▶ **Task statement**: Write out again only the lines running from the one that contains "Would you please identify the wooden table" to the end of the records below, including both the first and the last.

Start of Exercise input

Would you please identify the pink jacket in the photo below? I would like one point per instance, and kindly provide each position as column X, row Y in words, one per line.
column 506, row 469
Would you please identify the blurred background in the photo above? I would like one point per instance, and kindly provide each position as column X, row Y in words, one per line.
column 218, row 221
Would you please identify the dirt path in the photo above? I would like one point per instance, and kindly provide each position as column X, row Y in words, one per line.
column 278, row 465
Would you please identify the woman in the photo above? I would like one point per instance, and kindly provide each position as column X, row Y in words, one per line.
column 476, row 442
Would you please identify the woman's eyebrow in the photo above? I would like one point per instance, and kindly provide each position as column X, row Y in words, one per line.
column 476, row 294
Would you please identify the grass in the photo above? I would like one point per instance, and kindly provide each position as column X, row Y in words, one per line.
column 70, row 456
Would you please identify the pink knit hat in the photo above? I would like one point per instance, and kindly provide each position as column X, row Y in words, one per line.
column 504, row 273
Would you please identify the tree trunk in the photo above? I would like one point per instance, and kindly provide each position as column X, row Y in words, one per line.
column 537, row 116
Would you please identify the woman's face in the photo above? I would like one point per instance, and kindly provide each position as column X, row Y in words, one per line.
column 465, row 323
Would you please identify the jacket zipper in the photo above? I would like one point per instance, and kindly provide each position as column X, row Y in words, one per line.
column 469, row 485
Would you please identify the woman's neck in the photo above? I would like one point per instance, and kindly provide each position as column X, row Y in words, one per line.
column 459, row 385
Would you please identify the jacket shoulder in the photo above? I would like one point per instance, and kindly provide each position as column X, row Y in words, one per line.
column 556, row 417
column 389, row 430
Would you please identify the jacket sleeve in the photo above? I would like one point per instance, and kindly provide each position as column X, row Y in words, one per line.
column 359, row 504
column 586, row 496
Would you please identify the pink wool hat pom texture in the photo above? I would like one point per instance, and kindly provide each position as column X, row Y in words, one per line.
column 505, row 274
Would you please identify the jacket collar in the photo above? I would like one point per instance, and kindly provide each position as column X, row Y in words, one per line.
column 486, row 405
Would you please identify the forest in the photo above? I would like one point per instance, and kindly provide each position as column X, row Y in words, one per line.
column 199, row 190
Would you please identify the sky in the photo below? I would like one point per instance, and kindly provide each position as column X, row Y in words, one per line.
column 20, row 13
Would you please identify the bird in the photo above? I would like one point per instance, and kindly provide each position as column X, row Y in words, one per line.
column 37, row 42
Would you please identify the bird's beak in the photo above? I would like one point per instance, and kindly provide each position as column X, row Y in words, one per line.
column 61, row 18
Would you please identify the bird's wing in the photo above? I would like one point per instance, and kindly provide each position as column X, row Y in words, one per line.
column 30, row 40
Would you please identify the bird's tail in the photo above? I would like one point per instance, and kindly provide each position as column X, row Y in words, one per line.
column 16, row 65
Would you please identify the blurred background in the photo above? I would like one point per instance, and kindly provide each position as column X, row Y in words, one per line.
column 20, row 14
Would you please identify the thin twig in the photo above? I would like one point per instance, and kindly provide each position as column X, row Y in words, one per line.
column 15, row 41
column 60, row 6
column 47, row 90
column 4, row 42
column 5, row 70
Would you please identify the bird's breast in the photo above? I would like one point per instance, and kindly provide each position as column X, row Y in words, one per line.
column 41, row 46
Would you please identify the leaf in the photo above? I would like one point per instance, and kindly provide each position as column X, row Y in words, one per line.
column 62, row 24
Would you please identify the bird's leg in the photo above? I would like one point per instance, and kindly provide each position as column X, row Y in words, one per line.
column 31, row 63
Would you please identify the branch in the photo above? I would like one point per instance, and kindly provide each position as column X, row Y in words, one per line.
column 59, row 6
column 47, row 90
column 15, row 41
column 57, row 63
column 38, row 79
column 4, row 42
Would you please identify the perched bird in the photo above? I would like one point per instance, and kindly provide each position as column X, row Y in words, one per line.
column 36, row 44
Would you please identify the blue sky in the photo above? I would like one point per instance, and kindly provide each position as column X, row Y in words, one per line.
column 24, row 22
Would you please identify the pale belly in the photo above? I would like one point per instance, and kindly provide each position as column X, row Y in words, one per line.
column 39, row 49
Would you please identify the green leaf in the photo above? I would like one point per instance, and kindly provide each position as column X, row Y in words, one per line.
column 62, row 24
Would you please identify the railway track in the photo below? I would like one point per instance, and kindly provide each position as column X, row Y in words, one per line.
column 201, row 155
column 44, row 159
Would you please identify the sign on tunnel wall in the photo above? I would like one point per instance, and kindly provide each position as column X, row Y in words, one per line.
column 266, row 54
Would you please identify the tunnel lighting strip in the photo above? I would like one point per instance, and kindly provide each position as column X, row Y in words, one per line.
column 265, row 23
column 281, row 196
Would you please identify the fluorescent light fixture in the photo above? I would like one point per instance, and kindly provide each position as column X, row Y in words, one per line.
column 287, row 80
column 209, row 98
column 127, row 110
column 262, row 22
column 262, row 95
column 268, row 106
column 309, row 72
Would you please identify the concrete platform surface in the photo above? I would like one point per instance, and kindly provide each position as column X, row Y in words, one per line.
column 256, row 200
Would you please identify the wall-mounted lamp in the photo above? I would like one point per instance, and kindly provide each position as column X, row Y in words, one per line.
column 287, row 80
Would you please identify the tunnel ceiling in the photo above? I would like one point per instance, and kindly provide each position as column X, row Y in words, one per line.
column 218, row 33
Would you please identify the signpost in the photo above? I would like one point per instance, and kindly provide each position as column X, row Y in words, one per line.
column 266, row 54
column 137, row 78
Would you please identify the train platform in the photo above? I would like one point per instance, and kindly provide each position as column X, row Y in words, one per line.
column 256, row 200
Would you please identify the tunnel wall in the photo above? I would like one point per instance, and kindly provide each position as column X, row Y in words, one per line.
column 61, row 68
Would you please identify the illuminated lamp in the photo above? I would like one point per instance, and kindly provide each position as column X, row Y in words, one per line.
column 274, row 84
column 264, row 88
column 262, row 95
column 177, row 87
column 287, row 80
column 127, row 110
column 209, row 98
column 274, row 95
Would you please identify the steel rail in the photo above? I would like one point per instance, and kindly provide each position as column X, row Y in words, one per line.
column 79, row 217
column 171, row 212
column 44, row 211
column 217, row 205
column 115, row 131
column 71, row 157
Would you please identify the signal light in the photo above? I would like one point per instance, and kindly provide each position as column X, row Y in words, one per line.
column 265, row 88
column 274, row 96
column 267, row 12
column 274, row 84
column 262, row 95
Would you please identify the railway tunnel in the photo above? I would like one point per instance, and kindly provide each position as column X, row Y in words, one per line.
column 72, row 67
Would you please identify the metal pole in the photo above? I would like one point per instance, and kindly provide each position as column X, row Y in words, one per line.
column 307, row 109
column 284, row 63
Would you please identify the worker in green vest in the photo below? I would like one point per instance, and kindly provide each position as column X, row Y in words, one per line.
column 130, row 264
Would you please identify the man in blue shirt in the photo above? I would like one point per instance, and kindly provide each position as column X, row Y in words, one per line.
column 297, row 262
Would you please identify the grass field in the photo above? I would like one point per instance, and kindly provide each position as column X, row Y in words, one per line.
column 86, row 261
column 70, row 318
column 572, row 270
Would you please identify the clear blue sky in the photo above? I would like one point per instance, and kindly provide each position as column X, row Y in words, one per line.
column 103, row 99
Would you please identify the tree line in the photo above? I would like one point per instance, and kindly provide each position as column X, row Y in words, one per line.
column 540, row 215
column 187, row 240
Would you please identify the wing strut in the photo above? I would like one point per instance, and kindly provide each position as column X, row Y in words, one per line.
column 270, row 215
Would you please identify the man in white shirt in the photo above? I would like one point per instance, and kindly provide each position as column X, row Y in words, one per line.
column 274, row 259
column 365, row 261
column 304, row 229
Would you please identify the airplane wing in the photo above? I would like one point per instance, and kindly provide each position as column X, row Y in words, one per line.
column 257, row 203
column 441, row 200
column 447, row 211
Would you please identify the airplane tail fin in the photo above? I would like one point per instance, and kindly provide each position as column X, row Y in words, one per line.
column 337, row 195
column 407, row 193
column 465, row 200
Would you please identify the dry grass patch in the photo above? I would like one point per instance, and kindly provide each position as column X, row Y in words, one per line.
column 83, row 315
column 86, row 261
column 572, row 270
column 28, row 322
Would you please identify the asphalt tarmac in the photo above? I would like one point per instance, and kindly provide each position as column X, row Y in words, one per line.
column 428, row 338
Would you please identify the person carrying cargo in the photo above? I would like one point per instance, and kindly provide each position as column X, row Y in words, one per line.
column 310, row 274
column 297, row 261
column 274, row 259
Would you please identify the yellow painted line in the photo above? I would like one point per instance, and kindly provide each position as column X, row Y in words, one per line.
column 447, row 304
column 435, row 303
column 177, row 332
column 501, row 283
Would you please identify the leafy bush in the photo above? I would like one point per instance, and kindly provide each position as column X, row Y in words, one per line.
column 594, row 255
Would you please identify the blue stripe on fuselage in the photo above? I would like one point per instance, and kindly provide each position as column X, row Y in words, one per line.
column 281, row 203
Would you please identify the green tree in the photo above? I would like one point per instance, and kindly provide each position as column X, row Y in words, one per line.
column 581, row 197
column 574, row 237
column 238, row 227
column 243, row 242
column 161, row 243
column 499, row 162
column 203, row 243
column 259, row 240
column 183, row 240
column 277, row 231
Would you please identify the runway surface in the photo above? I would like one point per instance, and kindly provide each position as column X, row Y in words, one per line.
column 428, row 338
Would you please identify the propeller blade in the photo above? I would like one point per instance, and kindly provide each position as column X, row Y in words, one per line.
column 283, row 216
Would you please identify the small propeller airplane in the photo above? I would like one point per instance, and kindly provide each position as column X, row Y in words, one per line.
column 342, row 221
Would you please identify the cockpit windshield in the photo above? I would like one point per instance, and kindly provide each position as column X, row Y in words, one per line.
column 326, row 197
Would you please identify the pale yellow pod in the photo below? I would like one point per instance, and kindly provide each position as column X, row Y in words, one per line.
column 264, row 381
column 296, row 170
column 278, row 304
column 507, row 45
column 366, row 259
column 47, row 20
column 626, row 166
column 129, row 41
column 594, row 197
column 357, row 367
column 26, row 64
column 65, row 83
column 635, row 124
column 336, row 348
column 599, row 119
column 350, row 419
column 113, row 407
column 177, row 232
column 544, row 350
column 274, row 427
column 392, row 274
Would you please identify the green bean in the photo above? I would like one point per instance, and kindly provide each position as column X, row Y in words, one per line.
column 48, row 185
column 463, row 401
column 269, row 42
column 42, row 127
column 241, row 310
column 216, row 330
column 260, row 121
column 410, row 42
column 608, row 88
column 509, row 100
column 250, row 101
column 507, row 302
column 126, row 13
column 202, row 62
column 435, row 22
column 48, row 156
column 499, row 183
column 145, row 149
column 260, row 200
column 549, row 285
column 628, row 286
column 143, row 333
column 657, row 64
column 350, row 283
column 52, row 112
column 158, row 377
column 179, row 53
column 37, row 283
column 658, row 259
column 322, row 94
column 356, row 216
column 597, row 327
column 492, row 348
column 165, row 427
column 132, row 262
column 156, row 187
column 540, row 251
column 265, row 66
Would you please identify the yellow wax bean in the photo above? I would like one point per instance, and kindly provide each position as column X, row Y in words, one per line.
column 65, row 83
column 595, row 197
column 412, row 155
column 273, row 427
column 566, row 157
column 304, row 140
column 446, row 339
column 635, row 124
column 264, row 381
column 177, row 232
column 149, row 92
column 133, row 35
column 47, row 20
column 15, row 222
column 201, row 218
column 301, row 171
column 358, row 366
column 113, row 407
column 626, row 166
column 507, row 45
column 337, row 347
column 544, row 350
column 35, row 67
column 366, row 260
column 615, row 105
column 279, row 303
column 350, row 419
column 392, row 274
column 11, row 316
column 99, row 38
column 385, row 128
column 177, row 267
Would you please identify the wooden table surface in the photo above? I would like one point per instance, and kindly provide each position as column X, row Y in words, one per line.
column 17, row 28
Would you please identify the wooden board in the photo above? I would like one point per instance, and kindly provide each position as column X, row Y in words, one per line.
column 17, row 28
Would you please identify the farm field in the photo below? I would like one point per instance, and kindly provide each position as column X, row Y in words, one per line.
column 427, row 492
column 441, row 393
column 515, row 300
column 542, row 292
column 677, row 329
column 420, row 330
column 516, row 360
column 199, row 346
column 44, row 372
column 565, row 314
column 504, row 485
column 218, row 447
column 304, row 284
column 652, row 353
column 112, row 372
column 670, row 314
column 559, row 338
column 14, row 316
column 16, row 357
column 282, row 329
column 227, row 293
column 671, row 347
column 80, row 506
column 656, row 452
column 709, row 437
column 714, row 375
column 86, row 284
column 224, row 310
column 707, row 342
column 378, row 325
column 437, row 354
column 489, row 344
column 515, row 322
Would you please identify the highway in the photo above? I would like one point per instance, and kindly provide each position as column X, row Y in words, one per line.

End of Exercise input

▶ **Answer section**:
Would you please identify the wooden table surface in the photo above? I would like one point per instance, and kindly provide each position as column X, row Y in words, one per line.
column 17, row 28
Would you please identify the wooden board in the photo above? I would like one point per instance, and kindly provide each position as column X, row Y in words, one per line.
column 17, row 28
Would you please identify the farm field in the photo below? I would like one point per instance, and kindly provide each position as column X, row Y in words, one per line.
column 427, row 492
column 441, row 393
column 515, row 300
column 542, row 292
column 677, row 329
column 420, row 330
column 516, row 360
column 199, row 346
column 44, row 372
column 565, row 314
column 504, row 485
column 218, row 447
column 304, row 284
column 652, row 353
column 112, row 372
column 670, row 314
column 559, row 338
column 14, row 316
column 16, row 357
column 282, row 329
column 227, row 293
column 671, row 347
column 80, row 506
column 656, row 452
column 709, row 437
column 714, row 375
column 86, row 284
column 224, row 310
column 707, row 342
column 378, row 325
column 437, row 354
column 489, row 344
column 515, row 322
Would you please identify the highway in the photo above? I would like one point per instance, and kindly provide each position as column X, row Y in words, one per line.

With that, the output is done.